▶ [EXCERPTED PASSAGE]
┌──

Question

Figure shows a counterweight of mass $m$ suspended by a cord wound around a spool of radius $r$, forming part of a turntable supporting the object. The turntable can rotate without friction. When the counterweight is released from rest, it descends through a distance $h$, acquiring a speed $v$. The moment of inertia $I$ of the rotating apparatus is

• A. $m r^{2}\left(\frac{2 g h}{v^{2}}+1\right)$
• B. $m r^{2}\left(\frac{g h}{v^{2}}-1\right)$
• C. $m r^{2}\left(\frac{2 g h}{v^{2}}-1\right)$
• D. $m r^{2}\left(\frac{g h}{v^{2}}+1\right)$

Answer 1

Answer: (C)

Each point on the cord moves at a linear speed of $v= \omega r$ where $r$ is the radius of the spool. The energy conservation equation for the counterweight turntable-Earth system is:
$\left(K_{1}+K_{2}+U_{g}\right)_{i}+\mid W_{\text {other }}=\left(K_{1}+K_{2}+\dot{U}_{g}\right)_{f}$
Specializing, we have
$0+0+m g h+0=\frac{1}{2} m v^{2}+\frac{1}{2} I \omega^{2}+0$
mgh $=\frac{1}{2} m v^{2}+\frac{1}{2} I \frac{v^{2}}{r^{2}} $
$2 mgh-m v^{2}=I \frac{v^{2}}{r^{2}} \text { and finally, } I=m r^{2}\left(\frac{2 g h}{v^{2}}-1\right)$

└──

▶ [YOUR TASKS]
1. Answer these questions about the counterweight problem:
(a) Which lettered option is given as the correct answer?
(b) What equation relates the linear speed of each point on the cord to the spool?
(c) Through what distance does the counterweight descend after release?
2. Rename "pin" as "marker" in the entries, covering everything from the line containing "tag the dry sand" down to the line containing "<point>349,111</point>". Reproduce only those lines, with nothing else changed.

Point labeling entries
┌──

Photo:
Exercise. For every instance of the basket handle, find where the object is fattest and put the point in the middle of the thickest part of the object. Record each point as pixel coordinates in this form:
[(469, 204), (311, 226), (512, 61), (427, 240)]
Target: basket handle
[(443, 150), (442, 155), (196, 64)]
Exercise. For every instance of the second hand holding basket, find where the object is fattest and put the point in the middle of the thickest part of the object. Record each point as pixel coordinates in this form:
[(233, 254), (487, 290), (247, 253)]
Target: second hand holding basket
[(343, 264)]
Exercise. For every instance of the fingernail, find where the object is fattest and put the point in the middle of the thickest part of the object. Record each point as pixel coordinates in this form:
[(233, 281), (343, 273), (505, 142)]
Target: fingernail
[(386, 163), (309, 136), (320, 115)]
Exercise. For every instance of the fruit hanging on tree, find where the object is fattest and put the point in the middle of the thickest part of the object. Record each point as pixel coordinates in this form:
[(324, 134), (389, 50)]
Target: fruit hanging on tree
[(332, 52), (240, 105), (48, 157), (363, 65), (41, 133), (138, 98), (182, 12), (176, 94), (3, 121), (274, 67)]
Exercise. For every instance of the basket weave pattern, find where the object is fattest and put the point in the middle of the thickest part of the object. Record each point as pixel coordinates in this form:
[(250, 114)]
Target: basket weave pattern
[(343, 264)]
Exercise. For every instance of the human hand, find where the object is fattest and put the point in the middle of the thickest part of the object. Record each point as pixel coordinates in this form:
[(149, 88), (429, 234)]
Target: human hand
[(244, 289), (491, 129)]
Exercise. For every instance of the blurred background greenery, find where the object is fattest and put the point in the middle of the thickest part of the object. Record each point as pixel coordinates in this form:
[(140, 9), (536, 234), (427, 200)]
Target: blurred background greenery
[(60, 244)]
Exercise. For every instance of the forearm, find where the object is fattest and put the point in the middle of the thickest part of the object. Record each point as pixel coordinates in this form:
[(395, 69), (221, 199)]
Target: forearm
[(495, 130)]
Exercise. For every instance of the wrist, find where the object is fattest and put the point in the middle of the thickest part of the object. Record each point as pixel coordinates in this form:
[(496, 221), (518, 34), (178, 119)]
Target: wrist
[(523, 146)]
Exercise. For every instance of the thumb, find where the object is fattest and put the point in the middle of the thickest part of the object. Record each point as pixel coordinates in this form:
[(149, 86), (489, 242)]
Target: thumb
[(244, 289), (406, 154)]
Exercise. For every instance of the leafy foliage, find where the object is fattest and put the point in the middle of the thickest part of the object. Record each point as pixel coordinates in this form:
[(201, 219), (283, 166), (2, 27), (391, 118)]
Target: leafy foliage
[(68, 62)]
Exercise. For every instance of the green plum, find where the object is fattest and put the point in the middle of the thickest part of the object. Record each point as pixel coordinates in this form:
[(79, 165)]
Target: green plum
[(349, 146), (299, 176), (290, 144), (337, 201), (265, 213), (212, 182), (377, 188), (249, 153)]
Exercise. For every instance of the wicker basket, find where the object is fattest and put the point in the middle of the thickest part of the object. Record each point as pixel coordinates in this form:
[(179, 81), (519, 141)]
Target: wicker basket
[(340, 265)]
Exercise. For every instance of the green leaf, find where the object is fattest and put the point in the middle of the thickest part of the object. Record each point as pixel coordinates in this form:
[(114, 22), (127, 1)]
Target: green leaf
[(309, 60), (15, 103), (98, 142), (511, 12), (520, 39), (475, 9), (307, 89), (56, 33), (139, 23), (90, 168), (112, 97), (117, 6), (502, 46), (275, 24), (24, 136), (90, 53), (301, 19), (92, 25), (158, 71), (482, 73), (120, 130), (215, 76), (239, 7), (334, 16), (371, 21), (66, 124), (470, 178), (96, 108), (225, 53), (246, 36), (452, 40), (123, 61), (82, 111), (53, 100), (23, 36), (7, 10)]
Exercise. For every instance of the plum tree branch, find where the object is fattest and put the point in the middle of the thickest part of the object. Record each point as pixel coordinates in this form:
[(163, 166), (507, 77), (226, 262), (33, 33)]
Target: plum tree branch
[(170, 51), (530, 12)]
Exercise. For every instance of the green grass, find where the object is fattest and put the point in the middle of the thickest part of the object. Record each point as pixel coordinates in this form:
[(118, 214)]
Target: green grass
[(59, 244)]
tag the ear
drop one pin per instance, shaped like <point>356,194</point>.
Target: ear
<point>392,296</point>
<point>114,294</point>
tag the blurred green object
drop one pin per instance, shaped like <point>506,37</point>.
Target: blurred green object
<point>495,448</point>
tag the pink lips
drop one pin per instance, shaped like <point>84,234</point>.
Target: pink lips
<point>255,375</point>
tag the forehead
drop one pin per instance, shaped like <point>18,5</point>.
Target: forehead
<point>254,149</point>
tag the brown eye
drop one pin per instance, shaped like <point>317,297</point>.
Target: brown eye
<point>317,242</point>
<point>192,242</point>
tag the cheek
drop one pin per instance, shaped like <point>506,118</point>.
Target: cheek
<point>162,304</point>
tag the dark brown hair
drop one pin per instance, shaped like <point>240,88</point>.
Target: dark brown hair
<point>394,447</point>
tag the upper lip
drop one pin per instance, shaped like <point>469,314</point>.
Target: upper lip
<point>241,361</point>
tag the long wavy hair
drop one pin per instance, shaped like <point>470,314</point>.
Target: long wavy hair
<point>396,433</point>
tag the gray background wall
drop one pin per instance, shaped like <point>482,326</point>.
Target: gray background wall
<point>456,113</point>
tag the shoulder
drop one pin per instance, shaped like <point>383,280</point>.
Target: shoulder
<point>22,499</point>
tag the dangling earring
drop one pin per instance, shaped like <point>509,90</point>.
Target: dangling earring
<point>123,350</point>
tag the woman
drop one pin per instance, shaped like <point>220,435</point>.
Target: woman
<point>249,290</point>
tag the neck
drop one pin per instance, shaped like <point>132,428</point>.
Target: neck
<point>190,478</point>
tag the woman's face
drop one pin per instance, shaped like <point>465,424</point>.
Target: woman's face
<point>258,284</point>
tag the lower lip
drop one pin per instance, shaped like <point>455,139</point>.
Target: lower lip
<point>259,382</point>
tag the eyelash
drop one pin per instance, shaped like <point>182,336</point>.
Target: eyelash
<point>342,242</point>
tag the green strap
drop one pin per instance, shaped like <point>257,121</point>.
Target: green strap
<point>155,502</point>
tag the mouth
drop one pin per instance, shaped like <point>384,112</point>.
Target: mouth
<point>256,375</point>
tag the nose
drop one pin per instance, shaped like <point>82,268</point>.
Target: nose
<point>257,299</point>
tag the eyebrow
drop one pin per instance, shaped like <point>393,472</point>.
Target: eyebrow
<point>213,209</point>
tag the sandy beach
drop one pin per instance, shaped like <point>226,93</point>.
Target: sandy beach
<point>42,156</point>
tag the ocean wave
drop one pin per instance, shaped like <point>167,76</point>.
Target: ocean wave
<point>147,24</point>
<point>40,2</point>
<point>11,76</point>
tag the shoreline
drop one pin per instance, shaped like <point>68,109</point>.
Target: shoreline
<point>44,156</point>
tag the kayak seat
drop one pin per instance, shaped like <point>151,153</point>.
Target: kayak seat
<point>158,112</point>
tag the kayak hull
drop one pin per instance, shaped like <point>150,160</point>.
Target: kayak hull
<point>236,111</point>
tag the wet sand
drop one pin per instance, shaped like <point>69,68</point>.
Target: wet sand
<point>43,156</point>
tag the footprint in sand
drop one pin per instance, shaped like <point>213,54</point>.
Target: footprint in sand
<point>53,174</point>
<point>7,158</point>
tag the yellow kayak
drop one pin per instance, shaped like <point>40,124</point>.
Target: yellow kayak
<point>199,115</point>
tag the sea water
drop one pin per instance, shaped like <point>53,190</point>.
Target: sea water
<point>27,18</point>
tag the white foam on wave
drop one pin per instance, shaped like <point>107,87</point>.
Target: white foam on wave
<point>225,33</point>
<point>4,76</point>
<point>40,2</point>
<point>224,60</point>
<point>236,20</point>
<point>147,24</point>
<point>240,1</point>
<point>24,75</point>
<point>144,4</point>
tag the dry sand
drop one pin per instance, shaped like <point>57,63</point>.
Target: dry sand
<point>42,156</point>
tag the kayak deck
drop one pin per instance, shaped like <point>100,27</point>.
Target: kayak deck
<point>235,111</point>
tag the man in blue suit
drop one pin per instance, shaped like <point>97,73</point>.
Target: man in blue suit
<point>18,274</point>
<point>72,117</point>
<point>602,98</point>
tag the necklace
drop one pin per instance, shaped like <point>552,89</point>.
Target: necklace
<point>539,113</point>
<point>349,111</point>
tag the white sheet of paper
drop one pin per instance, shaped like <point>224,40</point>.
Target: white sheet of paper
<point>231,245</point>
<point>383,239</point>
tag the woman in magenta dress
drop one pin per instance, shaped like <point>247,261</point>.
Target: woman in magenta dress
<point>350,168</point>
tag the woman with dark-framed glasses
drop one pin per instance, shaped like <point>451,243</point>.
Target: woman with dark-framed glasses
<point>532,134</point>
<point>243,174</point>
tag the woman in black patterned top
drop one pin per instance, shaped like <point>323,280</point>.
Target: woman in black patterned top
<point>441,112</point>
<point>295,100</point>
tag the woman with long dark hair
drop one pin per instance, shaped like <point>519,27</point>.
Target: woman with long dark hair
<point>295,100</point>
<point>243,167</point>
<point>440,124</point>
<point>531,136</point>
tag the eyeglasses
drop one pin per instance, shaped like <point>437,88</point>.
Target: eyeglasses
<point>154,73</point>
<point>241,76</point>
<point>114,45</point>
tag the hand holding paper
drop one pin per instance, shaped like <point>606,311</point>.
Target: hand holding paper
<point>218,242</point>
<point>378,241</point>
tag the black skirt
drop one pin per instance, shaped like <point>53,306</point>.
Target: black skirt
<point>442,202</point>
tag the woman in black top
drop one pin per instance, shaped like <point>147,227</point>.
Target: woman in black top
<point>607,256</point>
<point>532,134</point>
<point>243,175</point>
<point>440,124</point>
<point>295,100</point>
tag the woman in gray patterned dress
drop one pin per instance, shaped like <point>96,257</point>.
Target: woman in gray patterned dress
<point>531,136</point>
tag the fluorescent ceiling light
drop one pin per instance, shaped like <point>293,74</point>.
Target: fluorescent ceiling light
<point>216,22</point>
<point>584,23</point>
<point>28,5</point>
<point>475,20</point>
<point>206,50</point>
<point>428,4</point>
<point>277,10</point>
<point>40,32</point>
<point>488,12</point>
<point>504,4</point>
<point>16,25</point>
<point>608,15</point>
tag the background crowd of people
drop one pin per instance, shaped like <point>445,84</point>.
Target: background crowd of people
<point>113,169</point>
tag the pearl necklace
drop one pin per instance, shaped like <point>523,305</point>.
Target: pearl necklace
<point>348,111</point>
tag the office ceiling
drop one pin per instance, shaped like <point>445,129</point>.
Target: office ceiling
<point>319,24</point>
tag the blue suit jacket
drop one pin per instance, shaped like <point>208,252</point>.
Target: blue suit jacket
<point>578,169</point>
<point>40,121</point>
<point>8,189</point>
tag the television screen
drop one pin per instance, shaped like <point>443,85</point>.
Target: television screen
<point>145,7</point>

└──

▶ [TASK-BY-TASK RESULTS]
1.
(a) Option C.
(b) v = ωr, where r is the radius of the spool.
(c) A distance h.

2.
tag the dry sand
drop one marker per instance, shaped like <point>57,63</point>.
Target: dry sand
<point>42,156</point>
tag the kayak deck
drop one marker per instance, shaped like <point>100,27</point>.
Target: kayak deck
<point>235,111</point>
tag the man in blue suit
drop one marker per instance, shaped like <point>97,73</point>.
Target: man in blue suit
<point>18,274</point>
<point>72,117</point>
<point>602,98</point>
tag the necklace
drop one marker per instance, shaped like <point>552,89</point>.
Target: necklace
<point>539,113</point>
<point>349,111</point>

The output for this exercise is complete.